=== Provided information ===
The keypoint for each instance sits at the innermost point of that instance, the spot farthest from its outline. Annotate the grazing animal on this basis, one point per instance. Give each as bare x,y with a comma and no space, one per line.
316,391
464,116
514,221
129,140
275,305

=== Task requirements ===
Copy every entry above word for word, keeping its punctuation unchanged.

=== Answer to this exercise ===
The keypoint for each instance sits at the innermost point of that instance, the spot farthest from its outline. Annotate the grazing animal on this basis, one point per instance. Give each as bare x,y with a comma and no space, one per line.
316,391
464,116
514,221
129,140
275,305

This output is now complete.